Pick out every line in the rows below that contains the word "bandana" and copy each such line in full. Case counts.

##### Given records

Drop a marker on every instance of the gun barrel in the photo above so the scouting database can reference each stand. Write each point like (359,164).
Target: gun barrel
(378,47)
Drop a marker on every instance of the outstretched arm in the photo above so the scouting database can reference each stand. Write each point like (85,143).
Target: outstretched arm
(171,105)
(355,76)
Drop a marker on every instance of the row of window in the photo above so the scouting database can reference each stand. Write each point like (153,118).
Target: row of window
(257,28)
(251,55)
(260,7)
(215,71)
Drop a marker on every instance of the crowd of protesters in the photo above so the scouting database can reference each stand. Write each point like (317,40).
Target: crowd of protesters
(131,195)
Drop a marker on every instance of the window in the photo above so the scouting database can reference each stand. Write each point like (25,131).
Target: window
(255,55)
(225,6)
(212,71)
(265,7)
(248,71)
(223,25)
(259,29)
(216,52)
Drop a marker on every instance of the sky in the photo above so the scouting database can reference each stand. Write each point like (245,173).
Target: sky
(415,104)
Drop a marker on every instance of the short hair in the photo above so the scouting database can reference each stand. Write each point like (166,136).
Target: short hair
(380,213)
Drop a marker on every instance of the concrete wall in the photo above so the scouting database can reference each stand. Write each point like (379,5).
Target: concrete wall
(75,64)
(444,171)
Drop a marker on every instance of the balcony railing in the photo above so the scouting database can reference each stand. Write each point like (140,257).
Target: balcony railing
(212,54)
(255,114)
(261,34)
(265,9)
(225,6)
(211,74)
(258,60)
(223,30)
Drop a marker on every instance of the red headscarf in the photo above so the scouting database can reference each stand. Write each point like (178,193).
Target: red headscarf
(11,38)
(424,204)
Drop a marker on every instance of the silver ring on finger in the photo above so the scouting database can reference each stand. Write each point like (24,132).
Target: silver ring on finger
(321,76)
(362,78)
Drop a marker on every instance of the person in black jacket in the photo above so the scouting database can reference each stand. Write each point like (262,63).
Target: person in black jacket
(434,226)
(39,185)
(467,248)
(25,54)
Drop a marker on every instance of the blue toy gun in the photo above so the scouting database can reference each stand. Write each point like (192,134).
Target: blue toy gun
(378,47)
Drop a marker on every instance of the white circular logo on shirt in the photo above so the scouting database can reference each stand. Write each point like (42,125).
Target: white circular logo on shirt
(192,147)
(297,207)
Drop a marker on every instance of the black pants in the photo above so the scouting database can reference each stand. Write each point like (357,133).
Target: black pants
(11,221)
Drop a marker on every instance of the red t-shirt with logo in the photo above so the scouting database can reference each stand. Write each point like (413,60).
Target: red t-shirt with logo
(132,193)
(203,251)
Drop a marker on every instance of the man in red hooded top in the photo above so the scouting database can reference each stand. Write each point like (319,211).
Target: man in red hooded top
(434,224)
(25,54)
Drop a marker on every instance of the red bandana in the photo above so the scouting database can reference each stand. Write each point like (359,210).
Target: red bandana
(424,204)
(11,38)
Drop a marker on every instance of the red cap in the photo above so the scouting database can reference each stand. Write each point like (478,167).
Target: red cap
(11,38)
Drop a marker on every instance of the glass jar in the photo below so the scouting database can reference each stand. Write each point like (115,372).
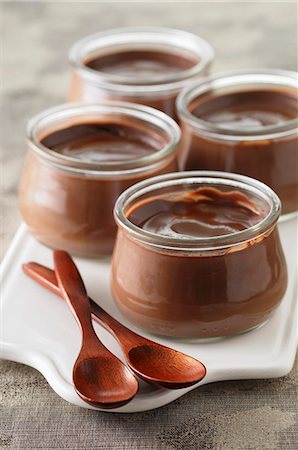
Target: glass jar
(142,65)
(66,201)
(198,286)
(244,122)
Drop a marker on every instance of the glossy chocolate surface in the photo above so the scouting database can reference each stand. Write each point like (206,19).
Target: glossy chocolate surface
(96,142)
(246,110)
(138,64)
(137,67)
(74,211)
(203,294)
(204,212)
(272,160)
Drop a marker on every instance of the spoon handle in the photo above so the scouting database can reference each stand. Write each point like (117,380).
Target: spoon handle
(74,292)
(47,278)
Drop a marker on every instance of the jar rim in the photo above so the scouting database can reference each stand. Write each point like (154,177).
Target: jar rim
(197,244)
(65,111)
(251,77)
(170,38)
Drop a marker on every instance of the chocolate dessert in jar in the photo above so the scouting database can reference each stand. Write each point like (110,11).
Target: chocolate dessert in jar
(198,254)
(80,158)
(142,65)
(244,122)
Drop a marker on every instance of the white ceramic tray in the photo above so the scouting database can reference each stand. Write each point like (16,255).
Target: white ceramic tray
(37,328)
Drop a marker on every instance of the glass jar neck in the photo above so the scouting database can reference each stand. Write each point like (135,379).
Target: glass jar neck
(238,82)
(192,180)
(134,116)
(154,39)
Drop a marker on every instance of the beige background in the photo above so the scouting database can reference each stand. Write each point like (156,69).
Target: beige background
(35,75)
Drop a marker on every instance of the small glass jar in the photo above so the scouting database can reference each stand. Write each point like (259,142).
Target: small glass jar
(67,202)
(198,287)
(250,144)
(142,65)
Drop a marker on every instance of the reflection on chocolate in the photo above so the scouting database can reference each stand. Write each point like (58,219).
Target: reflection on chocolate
(73,209)
(246,110)
(138,67)
(205,293)
(103,142)
(271,160)
(200,213)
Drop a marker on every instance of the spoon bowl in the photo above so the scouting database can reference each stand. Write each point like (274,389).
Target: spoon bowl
(176,371)
(92,380)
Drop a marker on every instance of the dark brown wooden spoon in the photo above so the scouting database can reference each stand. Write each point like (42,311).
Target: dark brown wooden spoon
(99,377)
(153,362)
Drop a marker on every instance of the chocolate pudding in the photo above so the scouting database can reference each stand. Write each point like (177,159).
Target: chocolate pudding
(252,131)
(148,66)
(200,260)
(76,168)
(141,64)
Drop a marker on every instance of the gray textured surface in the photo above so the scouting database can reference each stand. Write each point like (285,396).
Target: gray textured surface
(231,415)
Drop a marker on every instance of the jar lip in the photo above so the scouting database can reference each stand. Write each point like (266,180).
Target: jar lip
(197,244)
(138,37)
(66,111)
(251,77)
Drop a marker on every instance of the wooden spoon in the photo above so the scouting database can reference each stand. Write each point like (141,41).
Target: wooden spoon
(152,362)
(99,377)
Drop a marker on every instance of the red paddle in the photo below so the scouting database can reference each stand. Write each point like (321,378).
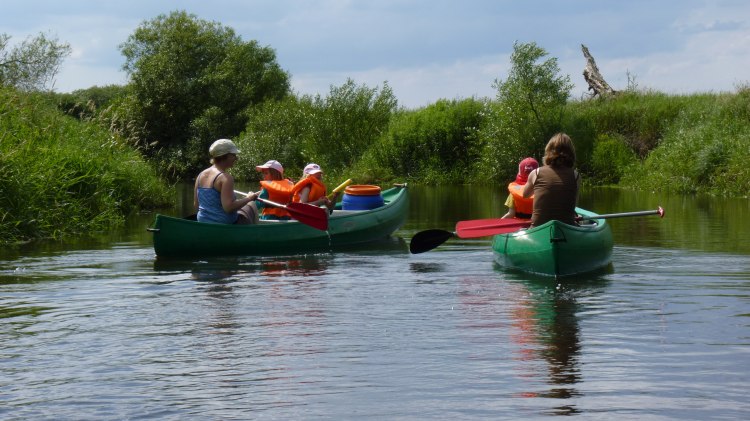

##########

• [Task answer]
Drop a marker on every instance of the red bandana in the photo above so the scouting database can reference each stand. Write each point like (359,210).
Target: red bandana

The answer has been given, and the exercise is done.